_WHAT YOU NEED TO DO:_ Collect each line in the data below that contains the string "balloon", and copy each one in full.

_DATASET:_
□ □ □ □ □ □ □

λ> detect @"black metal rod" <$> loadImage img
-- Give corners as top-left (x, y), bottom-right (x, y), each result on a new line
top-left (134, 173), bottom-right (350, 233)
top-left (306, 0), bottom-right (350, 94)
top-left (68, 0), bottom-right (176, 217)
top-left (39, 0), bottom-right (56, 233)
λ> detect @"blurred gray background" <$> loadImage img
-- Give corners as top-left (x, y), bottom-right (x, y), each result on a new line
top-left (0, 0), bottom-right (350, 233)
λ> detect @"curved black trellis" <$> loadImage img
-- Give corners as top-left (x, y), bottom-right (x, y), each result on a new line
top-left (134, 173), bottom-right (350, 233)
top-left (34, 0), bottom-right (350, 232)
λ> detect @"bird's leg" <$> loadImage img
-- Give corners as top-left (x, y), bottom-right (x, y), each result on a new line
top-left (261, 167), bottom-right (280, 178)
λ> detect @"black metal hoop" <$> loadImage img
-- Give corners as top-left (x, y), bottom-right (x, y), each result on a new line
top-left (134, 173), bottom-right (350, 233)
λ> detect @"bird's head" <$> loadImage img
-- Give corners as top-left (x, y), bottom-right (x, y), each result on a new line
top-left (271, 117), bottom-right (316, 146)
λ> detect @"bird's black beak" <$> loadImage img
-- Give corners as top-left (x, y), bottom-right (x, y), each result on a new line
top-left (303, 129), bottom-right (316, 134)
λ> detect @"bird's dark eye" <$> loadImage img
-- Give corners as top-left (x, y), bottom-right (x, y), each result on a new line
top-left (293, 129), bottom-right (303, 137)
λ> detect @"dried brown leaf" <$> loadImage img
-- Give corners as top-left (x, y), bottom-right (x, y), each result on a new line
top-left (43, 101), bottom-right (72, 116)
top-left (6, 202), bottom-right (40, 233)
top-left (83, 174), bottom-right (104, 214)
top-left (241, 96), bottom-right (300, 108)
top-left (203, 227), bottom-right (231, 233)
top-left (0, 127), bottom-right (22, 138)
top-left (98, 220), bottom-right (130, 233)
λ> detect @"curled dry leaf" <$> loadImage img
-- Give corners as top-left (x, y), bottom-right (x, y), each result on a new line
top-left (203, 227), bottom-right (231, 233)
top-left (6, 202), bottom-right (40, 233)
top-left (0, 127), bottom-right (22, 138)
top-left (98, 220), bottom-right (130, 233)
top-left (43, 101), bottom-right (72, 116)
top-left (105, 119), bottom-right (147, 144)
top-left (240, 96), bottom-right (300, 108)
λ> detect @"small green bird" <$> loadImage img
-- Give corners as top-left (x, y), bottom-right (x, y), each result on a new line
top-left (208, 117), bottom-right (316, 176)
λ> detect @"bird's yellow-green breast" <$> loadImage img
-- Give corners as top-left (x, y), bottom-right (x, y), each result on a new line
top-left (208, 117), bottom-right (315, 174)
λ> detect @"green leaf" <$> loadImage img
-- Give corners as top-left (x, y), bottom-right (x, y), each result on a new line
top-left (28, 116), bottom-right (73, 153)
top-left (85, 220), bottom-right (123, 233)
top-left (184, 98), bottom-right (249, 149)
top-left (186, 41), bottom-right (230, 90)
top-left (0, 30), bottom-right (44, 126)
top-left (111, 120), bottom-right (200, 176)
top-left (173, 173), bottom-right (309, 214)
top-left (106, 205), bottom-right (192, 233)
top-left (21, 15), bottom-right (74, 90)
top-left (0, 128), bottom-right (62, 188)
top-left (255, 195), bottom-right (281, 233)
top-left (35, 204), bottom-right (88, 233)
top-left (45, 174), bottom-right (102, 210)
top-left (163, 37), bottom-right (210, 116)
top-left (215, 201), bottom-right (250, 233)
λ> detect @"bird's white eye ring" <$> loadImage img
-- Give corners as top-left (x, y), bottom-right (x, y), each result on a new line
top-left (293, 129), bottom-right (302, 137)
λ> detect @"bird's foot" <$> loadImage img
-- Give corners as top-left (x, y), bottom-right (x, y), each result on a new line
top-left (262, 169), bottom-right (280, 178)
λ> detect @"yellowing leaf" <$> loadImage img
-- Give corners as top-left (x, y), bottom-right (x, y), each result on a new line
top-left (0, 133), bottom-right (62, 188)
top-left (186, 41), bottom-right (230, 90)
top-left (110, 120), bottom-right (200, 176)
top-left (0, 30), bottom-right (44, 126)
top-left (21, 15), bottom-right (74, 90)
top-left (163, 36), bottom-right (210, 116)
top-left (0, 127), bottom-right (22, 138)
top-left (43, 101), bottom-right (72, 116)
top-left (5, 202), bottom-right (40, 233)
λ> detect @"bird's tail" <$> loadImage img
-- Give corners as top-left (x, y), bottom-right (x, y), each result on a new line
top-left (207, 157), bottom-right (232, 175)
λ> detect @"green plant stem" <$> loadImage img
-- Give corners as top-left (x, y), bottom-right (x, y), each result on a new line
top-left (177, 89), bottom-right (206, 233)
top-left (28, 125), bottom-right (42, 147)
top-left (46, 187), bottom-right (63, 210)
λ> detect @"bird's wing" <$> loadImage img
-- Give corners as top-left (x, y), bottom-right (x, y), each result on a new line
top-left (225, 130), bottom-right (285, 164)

□ □ □ □ □ □ □

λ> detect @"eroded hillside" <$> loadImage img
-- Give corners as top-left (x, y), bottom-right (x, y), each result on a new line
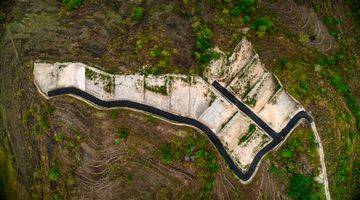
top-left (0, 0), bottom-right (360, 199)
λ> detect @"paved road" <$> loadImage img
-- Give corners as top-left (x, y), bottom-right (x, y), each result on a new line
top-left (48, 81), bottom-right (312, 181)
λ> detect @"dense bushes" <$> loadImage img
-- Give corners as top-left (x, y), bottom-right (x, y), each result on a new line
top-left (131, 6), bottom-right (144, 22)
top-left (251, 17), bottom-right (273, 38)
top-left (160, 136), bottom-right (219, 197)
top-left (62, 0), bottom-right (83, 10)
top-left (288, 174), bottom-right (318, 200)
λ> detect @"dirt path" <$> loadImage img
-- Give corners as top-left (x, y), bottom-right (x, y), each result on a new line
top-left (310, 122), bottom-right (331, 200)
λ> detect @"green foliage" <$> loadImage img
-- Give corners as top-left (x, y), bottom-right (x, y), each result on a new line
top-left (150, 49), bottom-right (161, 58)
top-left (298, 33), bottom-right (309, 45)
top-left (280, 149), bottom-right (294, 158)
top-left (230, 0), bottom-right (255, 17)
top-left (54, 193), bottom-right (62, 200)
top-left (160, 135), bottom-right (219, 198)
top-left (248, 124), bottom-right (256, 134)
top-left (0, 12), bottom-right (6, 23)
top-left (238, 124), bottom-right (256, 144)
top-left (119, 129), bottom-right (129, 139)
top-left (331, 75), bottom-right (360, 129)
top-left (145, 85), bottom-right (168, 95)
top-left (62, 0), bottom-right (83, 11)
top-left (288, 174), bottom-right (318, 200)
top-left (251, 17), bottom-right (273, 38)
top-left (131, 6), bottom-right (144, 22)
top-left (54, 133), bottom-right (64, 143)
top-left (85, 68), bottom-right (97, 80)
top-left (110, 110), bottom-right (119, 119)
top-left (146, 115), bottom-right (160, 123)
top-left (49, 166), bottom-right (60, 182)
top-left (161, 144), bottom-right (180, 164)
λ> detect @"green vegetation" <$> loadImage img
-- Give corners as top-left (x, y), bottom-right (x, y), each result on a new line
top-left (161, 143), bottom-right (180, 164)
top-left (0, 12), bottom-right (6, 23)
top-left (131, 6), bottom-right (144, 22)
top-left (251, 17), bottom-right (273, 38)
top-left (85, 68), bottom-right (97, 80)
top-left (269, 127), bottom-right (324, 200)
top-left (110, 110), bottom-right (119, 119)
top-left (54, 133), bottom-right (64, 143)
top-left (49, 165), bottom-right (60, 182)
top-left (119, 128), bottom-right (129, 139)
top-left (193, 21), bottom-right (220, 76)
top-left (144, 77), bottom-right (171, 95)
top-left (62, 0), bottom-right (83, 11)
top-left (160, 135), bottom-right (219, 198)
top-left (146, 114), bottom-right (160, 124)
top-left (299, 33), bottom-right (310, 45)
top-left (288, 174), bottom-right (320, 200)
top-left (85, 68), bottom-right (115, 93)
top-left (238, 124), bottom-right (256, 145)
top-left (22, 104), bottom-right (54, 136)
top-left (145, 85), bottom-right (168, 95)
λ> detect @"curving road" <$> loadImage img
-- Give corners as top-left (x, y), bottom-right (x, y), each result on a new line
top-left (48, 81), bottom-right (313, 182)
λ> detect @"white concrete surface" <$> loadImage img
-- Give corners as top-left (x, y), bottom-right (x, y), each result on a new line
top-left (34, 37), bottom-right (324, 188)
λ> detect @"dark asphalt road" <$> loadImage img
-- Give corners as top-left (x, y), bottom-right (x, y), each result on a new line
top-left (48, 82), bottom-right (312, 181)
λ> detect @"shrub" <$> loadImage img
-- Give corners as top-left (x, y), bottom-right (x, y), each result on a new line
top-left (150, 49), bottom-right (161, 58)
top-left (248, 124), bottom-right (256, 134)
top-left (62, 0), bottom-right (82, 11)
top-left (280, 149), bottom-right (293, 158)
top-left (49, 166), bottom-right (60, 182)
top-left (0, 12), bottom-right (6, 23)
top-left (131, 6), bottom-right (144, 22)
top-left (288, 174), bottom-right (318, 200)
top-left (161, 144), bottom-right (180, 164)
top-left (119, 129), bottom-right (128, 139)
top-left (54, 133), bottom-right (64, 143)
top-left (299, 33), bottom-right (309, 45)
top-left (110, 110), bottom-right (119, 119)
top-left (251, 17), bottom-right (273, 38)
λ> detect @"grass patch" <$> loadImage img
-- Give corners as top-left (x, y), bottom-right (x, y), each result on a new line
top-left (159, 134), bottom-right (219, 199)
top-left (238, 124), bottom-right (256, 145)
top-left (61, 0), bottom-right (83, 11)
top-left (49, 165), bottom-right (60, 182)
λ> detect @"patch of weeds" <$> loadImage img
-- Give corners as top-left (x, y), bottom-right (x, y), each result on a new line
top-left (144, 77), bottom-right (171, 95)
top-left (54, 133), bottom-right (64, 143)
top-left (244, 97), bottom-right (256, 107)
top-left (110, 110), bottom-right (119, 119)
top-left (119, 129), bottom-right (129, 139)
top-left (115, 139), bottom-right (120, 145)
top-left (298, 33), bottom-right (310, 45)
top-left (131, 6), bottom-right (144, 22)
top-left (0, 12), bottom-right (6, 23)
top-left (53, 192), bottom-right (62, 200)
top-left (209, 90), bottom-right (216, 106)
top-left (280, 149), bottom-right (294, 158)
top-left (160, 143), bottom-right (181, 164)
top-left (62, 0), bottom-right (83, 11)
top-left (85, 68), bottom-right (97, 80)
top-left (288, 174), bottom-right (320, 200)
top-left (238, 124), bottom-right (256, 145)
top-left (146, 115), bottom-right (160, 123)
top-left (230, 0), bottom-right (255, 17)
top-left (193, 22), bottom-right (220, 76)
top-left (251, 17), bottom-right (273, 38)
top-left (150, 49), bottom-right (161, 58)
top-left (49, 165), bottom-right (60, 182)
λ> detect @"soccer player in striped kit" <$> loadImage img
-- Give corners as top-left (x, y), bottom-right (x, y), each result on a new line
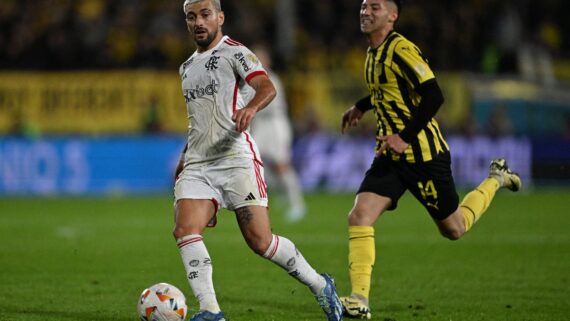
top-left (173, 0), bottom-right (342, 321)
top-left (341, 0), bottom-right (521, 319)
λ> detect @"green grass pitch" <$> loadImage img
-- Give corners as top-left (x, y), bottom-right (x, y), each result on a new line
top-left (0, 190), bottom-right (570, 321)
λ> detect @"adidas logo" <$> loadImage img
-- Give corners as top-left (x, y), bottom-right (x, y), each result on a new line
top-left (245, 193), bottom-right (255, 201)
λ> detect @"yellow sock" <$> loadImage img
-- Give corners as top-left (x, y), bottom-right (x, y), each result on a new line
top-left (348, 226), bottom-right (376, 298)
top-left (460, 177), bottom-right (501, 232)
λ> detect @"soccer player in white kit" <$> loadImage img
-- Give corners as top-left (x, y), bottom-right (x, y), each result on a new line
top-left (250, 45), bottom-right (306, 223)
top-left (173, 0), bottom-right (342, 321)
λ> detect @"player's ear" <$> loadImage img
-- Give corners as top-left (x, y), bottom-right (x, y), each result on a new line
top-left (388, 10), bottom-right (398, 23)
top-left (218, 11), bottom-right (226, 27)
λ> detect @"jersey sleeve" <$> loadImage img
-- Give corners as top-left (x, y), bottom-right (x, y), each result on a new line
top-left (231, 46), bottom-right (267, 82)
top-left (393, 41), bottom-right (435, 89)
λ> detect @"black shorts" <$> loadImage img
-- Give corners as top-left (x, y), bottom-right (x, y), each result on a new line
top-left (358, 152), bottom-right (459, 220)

□ □ □ □ □ □ □

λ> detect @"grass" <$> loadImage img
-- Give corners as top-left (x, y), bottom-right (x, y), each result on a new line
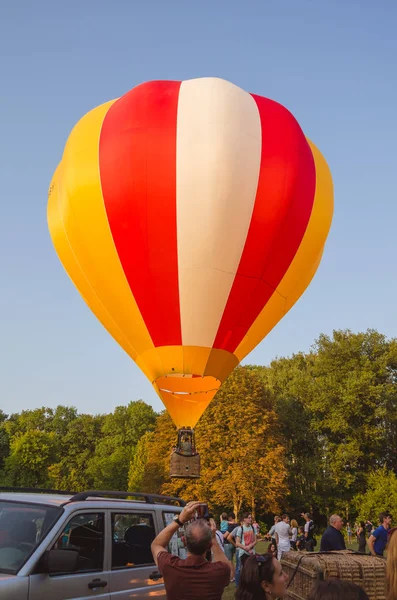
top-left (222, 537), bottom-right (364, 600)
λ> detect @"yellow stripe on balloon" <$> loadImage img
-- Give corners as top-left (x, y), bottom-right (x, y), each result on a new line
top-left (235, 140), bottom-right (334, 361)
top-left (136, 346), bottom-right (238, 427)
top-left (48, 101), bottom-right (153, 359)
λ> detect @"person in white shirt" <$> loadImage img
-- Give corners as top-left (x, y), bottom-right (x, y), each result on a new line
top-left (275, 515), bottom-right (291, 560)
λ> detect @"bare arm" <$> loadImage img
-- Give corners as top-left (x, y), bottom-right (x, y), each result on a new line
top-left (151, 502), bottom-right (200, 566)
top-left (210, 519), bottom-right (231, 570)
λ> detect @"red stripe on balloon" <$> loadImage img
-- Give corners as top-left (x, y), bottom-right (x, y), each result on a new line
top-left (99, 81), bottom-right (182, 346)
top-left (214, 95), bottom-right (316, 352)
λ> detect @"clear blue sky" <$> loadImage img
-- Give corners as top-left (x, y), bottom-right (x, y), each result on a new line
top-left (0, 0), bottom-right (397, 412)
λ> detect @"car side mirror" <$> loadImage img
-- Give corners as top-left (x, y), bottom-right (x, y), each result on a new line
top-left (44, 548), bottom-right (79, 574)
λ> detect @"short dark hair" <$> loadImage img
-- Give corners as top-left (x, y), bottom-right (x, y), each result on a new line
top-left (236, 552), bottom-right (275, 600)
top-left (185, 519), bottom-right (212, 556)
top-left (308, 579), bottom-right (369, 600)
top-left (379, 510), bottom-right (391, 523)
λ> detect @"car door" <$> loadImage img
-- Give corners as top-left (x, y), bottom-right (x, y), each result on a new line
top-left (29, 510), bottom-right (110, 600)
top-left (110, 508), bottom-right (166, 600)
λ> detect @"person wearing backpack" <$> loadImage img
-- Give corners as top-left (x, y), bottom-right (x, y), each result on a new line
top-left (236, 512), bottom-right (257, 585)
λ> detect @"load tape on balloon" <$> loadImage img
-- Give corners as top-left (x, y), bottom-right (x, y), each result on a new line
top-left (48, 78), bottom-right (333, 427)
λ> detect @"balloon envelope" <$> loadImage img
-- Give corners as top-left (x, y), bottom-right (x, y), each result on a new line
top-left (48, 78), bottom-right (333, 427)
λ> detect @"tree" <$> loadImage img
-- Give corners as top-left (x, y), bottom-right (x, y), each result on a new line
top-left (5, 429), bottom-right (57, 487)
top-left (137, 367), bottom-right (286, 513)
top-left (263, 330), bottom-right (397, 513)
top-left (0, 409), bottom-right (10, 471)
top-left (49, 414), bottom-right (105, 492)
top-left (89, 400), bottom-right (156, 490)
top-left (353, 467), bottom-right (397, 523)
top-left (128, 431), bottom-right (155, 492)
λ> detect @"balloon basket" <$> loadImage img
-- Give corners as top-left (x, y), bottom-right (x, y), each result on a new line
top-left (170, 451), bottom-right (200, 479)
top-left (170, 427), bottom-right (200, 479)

□ □ □ □ □ □ □

_CORRECT ANSWER:_
λ> detect @"yellow stripe on balloon" <$> loadImage img
λ> detect @"red stripe on balloon" <$> loadImage img
λ> detect @"load tape on balloon" <$> loadImage img
λ> detect @"balloon envelope" <$> loadImage img
λ> detect @"balloon basket" <$> loadImage img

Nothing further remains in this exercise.